Exercise text:

↓↓↓

Agentic RAG raises the stakes. A multi-step support agent may rewrite the query, retrieve evidence, choose an action, and call a billing tool. If the rewrite drops “annual” or adds “refund” when the user asked about cancellation eligibility, the later tool call can be wrong even when every downstream span looks well-formed.

How FutureAGI Handles Query Rewriting in RAG

For this term, the FutureAGI anchor is none: query rewriting is a RAG design pattern, not a standalone FutureAGI product surface. FutureAGI’s approach is to evaluate the rewrite through the surrounding retrieval and answer trace. The important record is not only the final answer; it is the original user input, rewritten query, retrieved chunks, reranker output, and generated response joined under one trace.

Example: a LangChain support bot instrumented with traceAI-langchain receives “Can I still cancel if I moved to annual last week?” The rewrite step emits “annual plan cancellation policy refund proration first week.” The retriever returns plan-change policy chunks, then the answer cites the cancellation window. FutureAGI evaluates the run with ContextRelevance for query-to-context fit, ContextRecall for whether required policy clauses were retrieved in offline regression sets, ContextPrecision for ranking quality, and Groundedness for the final answer.

↑↑↑

Required actions:
a) In the query-rewriting passage, which evaluation is applied to the final answer?
b) Please carry on the query-rewriting passage from its last sentence.
The listing has nothing to do with this.

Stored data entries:
↓↓↓

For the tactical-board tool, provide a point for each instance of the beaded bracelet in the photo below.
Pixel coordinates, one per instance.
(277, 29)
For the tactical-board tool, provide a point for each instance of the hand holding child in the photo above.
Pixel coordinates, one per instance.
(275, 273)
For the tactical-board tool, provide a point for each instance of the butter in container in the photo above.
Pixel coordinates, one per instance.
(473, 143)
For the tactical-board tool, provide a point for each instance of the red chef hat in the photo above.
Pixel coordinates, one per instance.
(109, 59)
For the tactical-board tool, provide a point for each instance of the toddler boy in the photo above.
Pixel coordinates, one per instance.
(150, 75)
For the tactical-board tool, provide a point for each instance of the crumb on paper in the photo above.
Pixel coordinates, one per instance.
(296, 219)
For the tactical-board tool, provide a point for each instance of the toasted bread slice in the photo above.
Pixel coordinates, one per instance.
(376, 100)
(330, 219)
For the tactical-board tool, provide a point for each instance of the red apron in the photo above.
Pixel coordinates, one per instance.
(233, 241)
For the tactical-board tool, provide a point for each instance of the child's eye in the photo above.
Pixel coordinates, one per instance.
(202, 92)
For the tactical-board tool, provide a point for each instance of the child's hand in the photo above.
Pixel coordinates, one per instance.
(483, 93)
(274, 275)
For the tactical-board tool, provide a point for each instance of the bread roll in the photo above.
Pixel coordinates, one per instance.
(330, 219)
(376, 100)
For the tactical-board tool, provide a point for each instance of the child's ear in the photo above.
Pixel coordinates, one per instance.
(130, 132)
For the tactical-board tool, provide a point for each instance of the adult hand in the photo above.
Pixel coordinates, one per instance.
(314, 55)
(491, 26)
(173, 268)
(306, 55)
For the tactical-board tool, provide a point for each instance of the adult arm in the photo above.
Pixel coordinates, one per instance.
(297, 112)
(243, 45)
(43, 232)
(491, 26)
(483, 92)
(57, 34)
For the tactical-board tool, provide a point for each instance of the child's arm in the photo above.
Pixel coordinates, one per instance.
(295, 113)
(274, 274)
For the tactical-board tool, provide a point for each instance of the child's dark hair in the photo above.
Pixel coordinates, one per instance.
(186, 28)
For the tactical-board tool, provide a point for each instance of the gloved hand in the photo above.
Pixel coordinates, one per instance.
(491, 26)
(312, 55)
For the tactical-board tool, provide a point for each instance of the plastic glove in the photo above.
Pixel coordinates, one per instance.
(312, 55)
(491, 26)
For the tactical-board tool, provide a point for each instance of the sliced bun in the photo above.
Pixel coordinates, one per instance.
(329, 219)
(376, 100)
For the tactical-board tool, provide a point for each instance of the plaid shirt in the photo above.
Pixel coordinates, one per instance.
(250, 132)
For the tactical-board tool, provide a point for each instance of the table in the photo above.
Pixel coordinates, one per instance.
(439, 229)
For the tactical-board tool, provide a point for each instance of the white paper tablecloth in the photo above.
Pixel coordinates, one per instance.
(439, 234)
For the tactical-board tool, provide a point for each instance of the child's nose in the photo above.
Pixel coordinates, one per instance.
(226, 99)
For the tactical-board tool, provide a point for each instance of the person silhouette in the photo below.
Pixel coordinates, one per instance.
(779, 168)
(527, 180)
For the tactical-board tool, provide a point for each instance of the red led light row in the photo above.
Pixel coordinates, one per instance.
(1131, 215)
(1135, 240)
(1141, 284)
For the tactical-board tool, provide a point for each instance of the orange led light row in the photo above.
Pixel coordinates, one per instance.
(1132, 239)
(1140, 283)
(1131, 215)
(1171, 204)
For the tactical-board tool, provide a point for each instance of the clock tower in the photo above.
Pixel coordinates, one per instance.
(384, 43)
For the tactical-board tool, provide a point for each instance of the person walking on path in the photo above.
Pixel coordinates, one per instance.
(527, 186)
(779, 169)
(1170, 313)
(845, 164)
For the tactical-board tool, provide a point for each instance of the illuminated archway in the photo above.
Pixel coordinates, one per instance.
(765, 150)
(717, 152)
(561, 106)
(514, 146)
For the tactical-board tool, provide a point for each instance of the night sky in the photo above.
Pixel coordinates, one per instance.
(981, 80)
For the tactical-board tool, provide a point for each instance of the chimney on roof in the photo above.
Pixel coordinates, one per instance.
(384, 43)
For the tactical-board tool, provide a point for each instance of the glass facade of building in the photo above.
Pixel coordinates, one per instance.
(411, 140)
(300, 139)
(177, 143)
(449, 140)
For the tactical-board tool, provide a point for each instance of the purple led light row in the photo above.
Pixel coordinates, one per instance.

↑↑↑

List of answers:
a) Groundedness.

b)
The engineer’s next step depends on the failure split. If ContextRecall rises but ContextPrecision falls, the rewrite is too broad and needs constraints or a smaller fan-out. If relevance improves but groundedness fails, the answer prompt may be using context incorrectly. If all retrieval metrics improve but latency p99 crosses budget, the team can cap rewrite variants or add a semantic cache for repeated intents. Unlike a Ragas-only offline scorecard, this workflow keeps the rewrite and the production trace tied together, so the owner can debug the exact query that changed retrieval behavior.

How to Measure or Detect Query Rewriting

Measure query rewriting by comparing the retrieval path with and without the rewrite:

ContextRelevance: scores whether retrieved context matches the original user input; low scores mean the rewrite pulled off-topic evidence.
ContextRecall: on labeled eval sets, checks whether the rewritten query retrieved the facts needed for the reference answer.
ContextPrecision: catches broad rewrites that retrieve the right chunk but bury it below irrelevant context.
A/B delta: run original-query and rewritten-query retrievers on the same eval dataset; compare recall, precision, groundedness, latency, and cost.
Trace fields: store original input, rewritten query, rewrite model, top-k, reranker config, retrieved chunk ids, and final answer on the same trace.
Dashboard signals: monitor rewrite-adoption rate, empty-retrieval rate, retrieval p99 latency, token-cost-per-trace, eval-fail-rate-by-cohort, and thumbs-down rate.

Minimal retrieval-side check:

from fi.evals import ContextRelevance

result = ContextRelevance().evaluate(
    input="Can I cancel after moving to annual?",
    context=["Annual plans can be cancelled within 7 days of upgrade."]
)
print(result.score, result.reason)

Common Mistakes

Optimizing for recall alone. A rewrite that retrieves everything also floods the prompt; track ContextPrecision, Groundedness, and token-cost-per-trace in dashboards before rollout.
Letting the rewrite answer the question. Query rewriting should reformulate intent for search, not add facts, assumptions, dates, policy exceptions, or conclusions.
Scoring against the rewritten query only. The user asked the original question; evaluate relevance against that input to catch semantic drift and intent loss before search.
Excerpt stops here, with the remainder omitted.